Tareas por realizar:
1. En el mensaje dominical, ¿qué referencia bíblica acompaña a las palabras del profeta sobre el cordero llevado al matadero?
2. Transcribe del mensaje dominical el pasaje que va desde «El Bautista intuye» hasta «de la muerte.».
3. Enumera las acciones de Jesús que el mensaje dominical menciona entre guiones, antes de la presentación del Bautista.

Texto extraído:
+++

MENSAJE DOMINICAL
EL CORDERO QUE QUITA EL PECADO DEL MUNDO
El domingo pasado asistíamos al comienzo de la actividad misionera de Jesús, en la escena del Bautismo. Antes de que le veamos en acción -hablando, curando, acogiendo, anunciando…- el Bautista nos hace una presentación de Jesús dándonos su testimonio personal sobre él. Y usa una expresión que conocemos bien, pues la repetimos en cada Eucaristía: «el Cordero de Dios que quita el pecado del mundo». ¿Por qué la Iglesia ha querido situar estas palabras del Bautista precisamente antes de comulgar? Vamos a repasar el significado y trasfondo de esta expresión del Bautista, para que vivamos con más profundidad y sentido cuando nos acerquemos a recibir la Eucaristía.
Ø Nunca en todo el Antiguo Testamento una persona había sido llamada “cordero de Dios”. El Bautista podría haber usado otros términos más familiares para sus oyentes: pastor, rey, juez… Pero sabía que alc nombrar al cordero, recordarían inmediatamente al «cordero pascual», cuya sangre sobre los dinteles de las casas en aquella noche de Pascua en Egipto había librado a sus padres esclavos del Faraón de la masacre del ángel exterminador de la décima plaga.
El Bautista intuye el destino de Jesús: un día sería inmolado como aquel cordero, y su sangre quitaría a las fuerzas del mal la capacidad de hacer daño. Su sacrificio libraría al hombre del pecado y de la muerte.
Ø Hay una segunda alusión en las palabras del Bautista. Todo israelita conocía bien las profecías del libro de Isaías, donde se describe el castigo y el fin vergonzoso del Siervo del Señor – hoy hemos leído uno de sus fragmentos-. De él dice el profeta: “fue llevado como cordero al matadero, como una oveja que permanece muda cuando la esquilan…ha sido contado entre los pecadores, cuando llevaba sobre sí el pecado de muchos e intercedía por los pecadores” (Is 53,7.12). En este texto la imagen del cordero es asociada a la destrucción del pecado.

+++

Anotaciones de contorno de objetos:
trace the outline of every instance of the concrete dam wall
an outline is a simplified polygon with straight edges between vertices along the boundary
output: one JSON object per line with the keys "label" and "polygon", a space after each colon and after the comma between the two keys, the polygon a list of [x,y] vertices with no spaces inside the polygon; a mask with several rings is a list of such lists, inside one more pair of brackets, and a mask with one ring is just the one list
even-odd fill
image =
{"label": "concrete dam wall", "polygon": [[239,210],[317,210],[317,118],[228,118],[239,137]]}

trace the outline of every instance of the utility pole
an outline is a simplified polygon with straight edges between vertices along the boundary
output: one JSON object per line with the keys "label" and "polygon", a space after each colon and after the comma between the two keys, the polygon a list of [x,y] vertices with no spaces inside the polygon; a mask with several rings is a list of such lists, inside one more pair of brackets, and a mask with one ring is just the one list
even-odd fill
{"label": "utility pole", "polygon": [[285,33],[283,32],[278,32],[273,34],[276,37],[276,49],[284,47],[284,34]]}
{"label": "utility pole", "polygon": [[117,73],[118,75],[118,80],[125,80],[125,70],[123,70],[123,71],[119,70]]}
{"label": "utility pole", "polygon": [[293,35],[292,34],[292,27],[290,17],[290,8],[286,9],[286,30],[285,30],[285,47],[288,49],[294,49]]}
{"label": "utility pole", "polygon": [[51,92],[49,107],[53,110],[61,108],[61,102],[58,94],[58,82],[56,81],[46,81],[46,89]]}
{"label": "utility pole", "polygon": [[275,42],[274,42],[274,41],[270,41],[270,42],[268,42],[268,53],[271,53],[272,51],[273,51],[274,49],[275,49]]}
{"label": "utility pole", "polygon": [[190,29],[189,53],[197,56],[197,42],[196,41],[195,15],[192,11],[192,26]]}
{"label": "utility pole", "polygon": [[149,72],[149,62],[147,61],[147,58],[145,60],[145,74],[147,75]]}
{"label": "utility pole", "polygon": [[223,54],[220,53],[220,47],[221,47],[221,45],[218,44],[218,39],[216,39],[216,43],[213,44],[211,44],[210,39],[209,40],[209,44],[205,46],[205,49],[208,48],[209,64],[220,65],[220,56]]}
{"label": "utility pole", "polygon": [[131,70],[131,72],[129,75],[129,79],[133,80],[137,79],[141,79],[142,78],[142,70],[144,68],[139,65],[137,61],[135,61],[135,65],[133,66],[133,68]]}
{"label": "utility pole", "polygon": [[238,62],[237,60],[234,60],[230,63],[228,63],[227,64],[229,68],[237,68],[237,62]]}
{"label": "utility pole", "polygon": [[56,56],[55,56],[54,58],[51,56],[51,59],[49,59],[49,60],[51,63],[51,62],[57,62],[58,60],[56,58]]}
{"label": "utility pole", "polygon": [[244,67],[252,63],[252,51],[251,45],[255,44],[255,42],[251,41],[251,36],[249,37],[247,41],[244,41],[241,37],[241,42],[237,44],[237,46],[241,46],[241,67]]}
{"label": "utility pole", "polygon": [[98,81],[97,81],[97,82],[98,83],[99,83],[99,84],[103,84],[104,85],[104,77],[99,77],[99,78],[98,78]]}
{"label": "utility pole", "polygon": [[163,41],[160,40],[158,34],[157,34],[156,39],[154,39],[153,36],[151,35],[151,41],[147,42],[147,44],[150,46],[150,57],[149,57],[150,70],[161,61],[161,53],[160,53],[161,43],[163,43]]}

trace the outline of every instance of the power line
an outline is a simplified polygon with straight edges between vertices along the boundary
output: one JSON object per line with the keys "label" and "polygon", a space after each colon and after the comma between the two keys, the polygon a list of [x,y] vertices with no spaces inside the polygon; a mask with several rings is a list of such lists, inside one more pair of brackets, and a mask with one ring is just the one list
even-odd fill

+++

Soluciones desarrolladas:
1. Is 53,7.12.

2.
El Bautista intuye el destino de Jesús: un día sería inmolado como aquel cordero, y su sangre quitaría a las fuerzas del mal la capacidad de hacer daño. Su sacrificio libraría al hombre del pecado y de la muerte.

3. Hablando, curando, acogiendo, anunciando.